**GIVEN INSTRUCTION**: Give the data below as a Markdown table with two columns, Line No. and Line Text, one row per line, and leave out any blank lines.

═════ DATA SECTION

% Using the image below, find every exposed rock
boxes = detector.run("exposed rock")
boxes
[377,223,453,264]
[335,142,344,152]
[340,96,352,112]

══════════

**WRITTEN RESPONSE**:
| Line No. | Line Text |
|---|---|
| 1 | % Using the image below, find every exposed rock |
| 2 | boxes = detector.run("exposed rock") |
| 3 | boxes |
| 4 | [377,223,453,264] |
| 5 | [335,142,344,152] |
| 6 | [340,96,352,112] |